→ **Extrait proposé**
►
Il y a une vingtaine d’années environ, ces marques de feu se rencontraient parfois sur des Épagneuls français d’excellente origine. Elles ne sont plus admises aujourd’hui par le Standard de l’Épagneul français. Ces taches, qui se retrouvent encore maintenant chez l’Épagneul picard, ont certainement la même origine.

L’Épagneul picard est un chien décoratif et puissamment établi. Mais, au point de vue utilisation, je ne lui crois pas l’ensemble des qualités indiscutables qui ont fait la réputation de son très proche parent, l’Épagneul français.

L’Épagneul de Pont-Audemer, marron aussi, est une création française relativement récente. Ce chien répondait à un besoin et a été créé dans ce but. Je dis création française, parce qu’il a été créé en Normandie ; mais le chien lui-même n’est français que dans la proportion de 50 p. 100.

L’Épagneul de Pont-Audemer a été créé spécialement pour la chasse au marais. Mais, la plupart du temps, entre les mains de petits chasseurs, ce chien est mis souvent à toutes les sauces. C’est une erreur, car ce n’est pas un chien à tout faire, ses moyens ne le lui permettent pas. Il ne manque cependant pas d’allure en plaine et a même un goût prononcé pour cette chasse ; mais il n’a malheureusement pas le nez des autres continentaux. Cependant, il est excessivement malin et fureteur, et sa roublardise arrive parfois à suppléer à son manque de nez. Au bois il n’est pas impeccable non plus, et il a une tendance à bourrer qui n’améliore pas la qualité de son arrêt.
◄
→ **Matériel de travail**
►
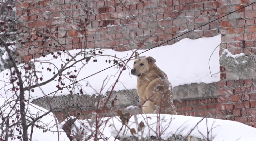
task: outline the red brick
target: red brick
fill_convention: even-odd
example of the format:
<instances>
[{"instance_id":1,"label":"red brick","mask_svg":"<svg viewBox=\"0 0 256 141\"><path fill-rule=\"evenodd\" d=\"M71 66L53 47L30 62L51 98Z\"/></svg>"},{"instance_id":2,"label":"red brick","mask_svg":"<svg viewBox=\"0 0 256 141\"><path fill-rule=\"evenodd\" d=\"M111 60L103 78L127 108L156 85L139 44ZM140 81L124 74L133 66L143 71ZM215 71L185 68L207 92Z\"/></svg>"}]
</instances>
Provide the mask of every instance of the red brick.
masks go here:
<instances>
[{"instance_id":1,"label":"red brick","mask_svg":"<svg viewBox=\"0 0 256 141\"><path fill-rule=\"evenodd\" d=\"M226 73L221 73L221 79L223 80L226 79Z\"/></svg>"},{"instance_id":2,"label":"red brick","mask_svg":"<svg viewBox=\"0 0 256 141\"><path fill-rule=\"evenodd\" d=\"M225 96L218 96L218 102L220 103L226 103L230 101L230 98L229 96L225 97Z\"/></svg>"},{"instance_id":3,"label":"red brick","mask_svg":"<svg viewBox=\"0 0 256 141\"><path fill-rule=\"evenodd\" d=\"M200 17L195 20L195 23L206 23L209 21L210 20L209 16Z\"/></svg>"},{"instance_id":4,"label":"red brick","mask_svg":"<svg viewBox=\"0 0 256 141\"><path fill-rule=\"evenodd\" d=\"M256 99L256 94L255 93L250 94L250 97L251 99Z\"/></svg>"},{"instance_id":5,"label":"red brick","mask_svg":"<svg viewBox=\"0 0 256 141\"><path fill-rule=\"evenodd\" d=\"M232 104L225 104L225 110L230 110L234 109L234 105Z\"/></svg>"},{"instance_id":6,"label":"red brick","mask_svg":"<svg viewBox=\"0 0 256 141\"><path fill-rule=\"evenodd\" d=\"M225 110L225 104L220 104L218 106L218 107L217 107L217 109L218 110L218 111L222 111Z\"/></svg>"},{"instance_id":7,"label":"red brick","mask_svg":"<svg viewBox=\"0 0 256 141\"><path fill-rule=\"evenodd\" d=\"M28 62L32 58L32 55L27 55L25 56L23 58L24 60L26 62Z\"/></svg>"},{"instance_id":8,"label":"red brick","mask_svg":"<svg viewBox=\"0 0 256 141\"><path fill-rule=\"evenodd\" d=\"M202 110L207 109L207 105L194 106L193 107L193 110Z\"/></svg>"},{"instance_id":9,"label":"red brick","mask_svg":"<svg viewBox=\"0 0 256 141\"><path fill-rule=\"evenodd\" d=\"M251 18L256 17L256 11L245 11L244 12L244 18Z\"/></svg>"},{"instance_id":10,"label":"red brick","mask_svg":"<svg viewBox=\"0 0 256 141\"><path fill-rule=\"evenodd\" d=\"M175 101L174 103L176 106L184 106L186 105L186 101Z\"/></svg>"},{"instance_id":11,"label":"red brick","mask_svg":"<svg viewBox=\"0 0 256 141\"><path fill-rule=\"evenodd\" d=\"M209 110L212 110L215 108L217 108L218 104L217 103L215 103L213 104L208 104L207 105L208 106L208 109Z\"/></svg>"},{"instance_id":12,"label":"red brick","mask_svg":"<svg viewBox=\"0 0 256 141\"><path fill-rule=\"evenodd\" d=\"M218 87L219 88L226 87L227 82L226 81L220 81L218 82Z\"/></svg>"},{"instance_id":13,"label":"red brick","mask_svg":"<svg viewBox=\"0 0 256 141\"><path fill-rule=\"evenodd\" d=\"M256 107L256 101L250 101L250 104L251 108Z\"/></svg>"},{"instance_id":14,"label":"red brick","mask_svg":"<svg viewBox=\"0 0 256 141\"><path fill-rule=\"evenodd\" d=\"M233 110L233 115L234 116L240 116L241 115L241 109L234 109Z\"/></svg>"},{"instance_id":15,"label":"red brick","mask_svg":"<svg viewBox=\"0 0 256 141\"><path fill-rule=\"evenodd\" d=\"M246 55L251 55L252 49L250 48L246 48L243 49L243 53Z\"/></svg>"},{"instance_id":16,"label":"red brick","mask_svg":"<svg viewBox=\"0 0 256 141\"><path fill-rule=\"evenodd\" d=\"M253 40L256 40L256 33L252 33L252 39Z\"/></svg>"},{"instance_id":17,"label":"red brick","mask_svg":"<svg viewBox=\"0 0 256 141\"><path fill-rule=\"evenodd\" d=\"M241 3L245 3L247 4L249 3L249 0L240 0L240 2Z\"/></svg>"},{"instance_id":18,"label":"red brick","mask_svg":"<svg viewBox=\"0 0 256 141\"><path fill-rule=\"evenodd\" d=\"M244 109L245 107L246 108L248 108L250 107L250 103L248 101L245 101L242 102L237 102L234 103L234 109Z\"/></svg>"},{"instance_id":19,"label":"red brick","mask_svg":"<svg viewBox=\"0 0 256 141\"><path fill-rule=\"evenodd\" d=\"M235 6L235 9L236 10L239 9L240 8L241 8L241 9L239 10L238 10L237 11L237 12L243 12L244 11L244 8L242 8L243 7L244 7L244 5L236 5Z\"/></svg>"},{"instance_id":20,"label":"red brick","mask_svg":"<svg viewBox=\"0 0 256 141\"><path fill-rule=\"evenodd\" d=\"M77 36L77 30L69 30L68 31L68 36L69 37Z\"/></svg>"},{"instance_id":21,"label":"red brick","mask_svg":"<svg viewBox=\"0 0 256 141\"><path fill-rule=\"evenodd\" d=\"M232 96L232 101L241 101L241 95L234 95Z\"/></svg>"},{"instance_id":22,"label":"red brick","mask_svg":"<svg viewBox=\"0 0 256 141\"><path fill-rule=\"evenodd\" d=\"M241 123L245 123L248 121L246 119L246 117L238 117L235 118L235 120L236 121L238 121Z\"/></svg>"},{"instance_id":23,"label":"red brick","mask_svg":"<svg viewBox=\"0 0 256 141\"><path fill-rule=\"evenodd\" d=\"M144 3L137 3L137 4L136 5L136 9L141 9L142 8L143 8L144 7Z\"/></svg>"},{"instance_id":24,"label":"red brick","mask_svg":"<svg viewBox=\"0 0 256 141\"><path fill-rule=\"evenodd\" d=\"M195 10L196 9L203 9L203 5L202 3L195 3L190 4L189 9L190 10Z\"/></svg>"},{"instance_id":25,"label":"red brick","mask_svg":"<svg viewBox=\"0 0 256 141\"><path fill-rule=\"evenodd\" d=\"M228 34L239 34L243 32L243 27L229 27L227 28Z\"/></svg>"},{"instance_id":26,"label":"red brick","mask_svg":"<svg viewBox=\"0 0 256 141\"><path fill-rule=\"evenodd\" d=\"M230 95L233 94L233 89L230 88L219 89L217 90L217 92L218 95Z\"/></svg>"},{"instance_id":27,"label":"red brick","mask_svg":"<svg viewBox=\"0 0 256 141\"><path fill-rule=\"evenodd\" d=\"M244 34L243 40L251 40L252 39L252 34L251 33Z\"/></svg>"},{"instance_id":28,"label":"red brick","mask_svg":"<svg viewBox=\"0 0 256 141\"><path fill-rule=\"evenodd\" d=\"M245 26L244 27L244 31L245 33L256 32L256 25Z\"/></svg>"},{"instance_id":29,"label":"red brick","mask_svg":"<svg viewBox=\"0 0 256 141\"><path fill-rule=\"evenodd\" d=\"M204 3L204 8L218 8L218 2L215 1Z\"/></svg>"}]
</instances>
◄
→ **Détails de l'exercice**
D'après l'extrait proposé, pour quelle chasse l'Épagneul de Pont-Audemer a-t-il été créé spécialement ?

→ **Réponse complète**
Pour la chasse au marais.